The law sometimes has a way of using a single ten-dollar word when stringing together a few one-dollar words would provide more clarity and meaning. Such is the case with the word “discovery.” I frequently tell my clients that “discovery” is just a fancy legal term that means “documents and information shared with the other side.” That simple definition alone, might be sufficient to end this blog post right now without further confusion and explanation—especially for those just wanting a quick answer. For those looking for deeper understanding, Black's Law Dictionary, the legal Bible of all legalese, defines the term as follows:
discovery n. (16c) 1. The act or process of finding or learning something that was previously unknown <after making the discovery, the inventor immediately applied for a patent>. Cf. INVENTION (2). 2. Compulsory disclosure, at a party's request, of information that relates to the litigation <the plaintiff filed a motion to compel discovery>…. • The primary discovery devices are interrogatories, depositions, requests for admissions, and requests for production. Although discovery typically comes from parties, courts also allow limited discovery from nonparties. 3. The facts or documents disclosed <the new associate spent all her time reviewing discovery>. 4. The pretrial phase of a lawsuit during which depositions, interrogatories, and other forms of discovery are conducted. — discover, vb. — discoverable, adj.
Non-lawyers understand the first definition—it's how we have all used the word discovery throughout our lives. A better understanding of that meaning of “discovery” is not the purpose of this post. In the law, we use the word “discovery” for each of the definitions that follow. It is, however, in using the single word “discovery”, to mean multiple different ideas, that it becomes difficult to understand the word “discovery.” Imagine trying to decipher the following sentence (which uses all four meanings of the word “discovery”: “During discovery, the plaintiff sent discovery to the defendant and when the defendant produced its discovery, the plaintiff discovered that additional discovery was needed.”
To better understand the meaning of “discovery”, let's explore each of these definitions separately. The third meaning “the facts or documents disclosed”, is pretty easily understood—it's the information obtained through the process of discovery. I'll discuss that more below. The fourth meaning, references a period of time—the time period before a lawsuit when the parties are finding out the facts and circumstances of the litigation.
The biggest meaning, and perhaps the most applicable to those non-legal professionals seeking to understand what the law means when using the word “discovery”, is the second definition. The bulk of this post will address this meaning of “discovery.”
Through discovery, a party gets to learn information from the other party about the facts, opinions, and all other types of information that might be related to the litigation. The law affords several different methods to obtain this information. Black's Law Dictionary identifies these as “interrogatories, depositions, requests for admissions, and requests for production.

Activity 1:
Name the primary discovery devices that the passage on legal discovery lists.
Activity 2:
Carry the passage on legal discovery forward from its last sentence.
The listing that comes next has nothing to do with the passage on legal discovery.

Input data:

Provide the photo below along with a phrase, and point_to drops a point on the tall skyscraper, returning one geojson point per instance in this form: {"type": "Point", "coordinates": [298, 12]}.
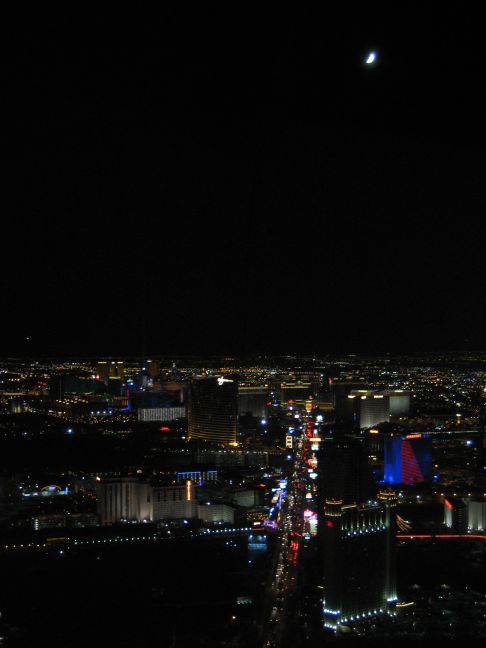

Task response 1:
Interrogatories, depositions, requests for admissions, and requests for production.

Task response 2:
Interrogatories – A party may send a written question to another party and request that the party answer that question. Such a request is called an Interrogatory. Interrogatories are permitted in Washington state and all federal courts. Oregon state courts do not permit the use of interrogatories. Though interrogatories can cover almost any topic common interrogatory questions in a personal injury case ask a party to describe the collision, to identify all medical providers with whom the party treated, or to list all witnesses who may be called upon to testify at trial.
Depositions – A party can schedule a meeting in which it can have an in-person conversation to ask questions, and get answers, of the other party. These meetings are called depositions. Depositions are permitted in all state and federal courts in the United States. Deposition topics can be varied and vast. Typical areas of inquiry in a personal injury case include the person's background (educational and personal), the collision facts, and the treatment the person received.
Requests for Admission – One party can force the other party to either admit or deny a stated conclusion. If a party denies the stated conclusion, and the party who asked that it be admitted later proves the conclusion at trial, the requesting party may be entitled to the fees and costs associated with proving the conclusion. It follows, that most Requests for Admission deal with facts which are not, or seemingly should not, be in dispute. They are permitted in both all state and federal courts. We typically send Requests for Admission to the person who caused a wreck asking them to admit that the medical bills incurred by our clients are reasonable and were incurred because of the injuries sustained in the collision.
Requests for Production – In all state and federal courts in Washington and Oregon, a party can request the other party produce documents and other things related to the lawsuit. Typically, such requests include requests that an injured party produce photographs of the collision, medical bills, and other treatment records.
Discovery can be a complicated and deeply involved process. That process is one that usually should be done with the assistance of an attorney. If you find yourself engaged in discovery without the assistance of an attorney, it may be wise to reach out to an attorney to seek help in understanding and navigating the discovery process.